▶ [Excerpt]:
################

This is a #GuestBlog authored by Kevin Flynn, a Patent and Intellectual Property attorney with Flynn IP Law. Kevin is a friend of Felton Banks and all-around patent/IP guru. If you have questions or comments about this post, please reach out to Kevin directly at KEF@flynniplaw.com. Enjoy!
For about 8 years, there has been a belief that it was safe for a company to sell an item or offer to sell an item without first filing a patent application as long as the sale or offer for sale was under a non-disclosure agreement so the sale would be secret and not public. This month, the United States Supreme Court in a unanimous decision said NO in Helsinn Healthcare S. A. v. Teva Pharmaceuticals USA, Inc.
This is newsworthy and needs to be widely discussed as this Supreme Court opinion is 180 degrees from the explicit guidance provided by the United States Patent Office (USPTO) for the last several years. Patent attorneys (including me) passed on the guidance from the USPTO to clients with a footnote that the issue of whether it was safe to have a sale under a non-disclosure agreement was not settled and would need a court case to provide the final answer.
The Leahy–Smith America Invents Act (abbreviated as “AIA”) was signed into law on September 16, 2011 and made many changes to the United States patent laws, including a big shift from our traditional first-to-invent system to a first-to-file system (with an ability to rectify a situation where someone files a patent on an idea they took from you). One of many changes was some tweaks to what things could or could not be done by the inventor or the company that owned the invention before filing a patent.

################

▶ [Prompt 1]:
According to the patent post, on what date was the Leahy–Smith America Invents Act signed into law?
▶ [Prompt 2]:
Reproduce the patent post word for word from "For about 8" up to and including "the final answer.".
▶ [Prompt 3]:
Translate this sentence from the patent post into Spanish: "This month, the United States Supreme Court in a unanimous decision said NO in Helsinn Healthcare S. A. v. Teva Pharmaceuticals USA, Inc."
Work from the patent post alone, with no outside sources.

▶ [Source material]:
################

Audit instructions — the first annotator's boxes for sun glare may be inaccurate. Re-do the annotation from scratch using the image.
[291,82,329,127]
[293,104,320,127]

################

▶ [Answer box 1]:
September 16, 2011.

▶ [Answer box 2]:
For about 8 years, there has been a belief that it was safe for a company to sell an item or offer to sell an item without first filing a patent application as long as the sale or offer for sale was under a non-disclosure agreement so the sale would be secret and not public. This month, the United States Supreme Court in a unanimous decision said NO in Helsinn Healthcare S. A. v. Teva Pharmaceuticals USA, Inc.
This is newsworthy and needs to be widely discussed as this Supreme Court opinion is 180 degrees from the explicit guidance provided by the United States Patent Office (USPTO) for the last several years. Patent attorneys (including me) passed on the guidance from the USPTO to clients with a footnote that the issue of whether it was safe to have a sale under a non-disclosure agreement was not settled and would need a court case to provide the final answer.

▶ [Answer box 3]:
Este mes, la Corte Suprema de los Estados Unidos, en una decisión unánime, dijo que NO en Helsinn Healthcare S. A. v. Teva Pharmaceuticals USA, Inc.